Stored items
>>>
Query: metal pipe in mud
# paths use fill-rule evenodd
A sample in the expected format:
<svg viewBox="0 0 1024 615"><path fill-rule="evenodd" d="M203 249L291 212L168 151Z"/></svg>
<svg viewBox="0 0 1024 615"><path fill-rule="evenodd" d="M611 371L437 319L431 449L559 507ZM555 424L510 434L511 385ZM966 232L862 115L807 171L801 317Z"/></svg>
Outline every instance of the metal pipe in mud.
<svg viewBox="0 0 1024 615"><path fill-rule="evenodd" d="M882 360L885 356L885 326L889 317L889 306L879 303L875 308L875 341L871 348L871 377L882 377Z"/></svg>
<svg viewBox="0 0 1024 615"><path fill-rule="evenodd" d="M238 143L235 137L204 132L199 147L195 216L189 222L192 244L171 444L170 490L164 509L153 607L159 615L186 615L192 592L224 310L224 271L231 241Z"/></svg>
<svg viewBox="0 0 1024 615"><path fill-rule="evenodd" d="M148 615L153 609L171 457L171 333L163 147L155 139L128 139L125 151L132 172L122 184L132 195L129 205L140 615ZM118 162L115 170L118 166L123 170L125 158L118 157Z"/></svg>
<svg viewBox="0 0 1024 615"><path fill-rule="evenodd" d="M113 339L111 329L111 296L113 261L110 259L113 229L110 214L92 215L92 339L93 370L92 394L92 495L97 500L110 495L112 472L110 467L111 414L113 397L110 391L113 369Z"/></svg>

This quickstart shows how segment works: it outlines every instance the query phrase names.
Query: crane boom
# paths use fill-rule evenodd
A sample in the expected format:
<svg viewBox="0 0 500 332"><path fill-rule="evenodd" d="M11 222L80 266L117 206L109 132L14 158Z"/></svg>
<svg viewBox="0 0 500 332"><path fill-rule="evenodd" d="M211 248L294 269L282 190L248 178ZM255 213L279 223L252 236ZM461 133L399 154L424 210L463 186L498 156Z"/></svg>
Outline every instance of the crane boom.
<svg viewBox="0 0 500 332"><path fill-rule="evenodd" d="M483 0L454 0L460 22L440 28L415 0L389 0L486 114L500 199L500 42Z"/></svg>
<<<
■ INSTRUCTIONS TO FOLLOW ■
Up to and including the line with "371L437 319L431 449L559", output each line of the entries above exactly, starting from the first.

■ REPLY ■
Query: metal pipe in mud
# paths use fill-rule evenodd
A sample in the expected format:
<svg viewBox="0 0 1024 615"><path fill-rule="evenodd" d="M203 249L291 212L168 151Z"/></svg>
<svg viewBox="0 0 1024 615"><path fill-rule="evenodd" d="M611 371L437 319L431 449L559 507ZM555 424L510 434L511 385ZM966 232L862 115L807 171L801 317Z"/></svg>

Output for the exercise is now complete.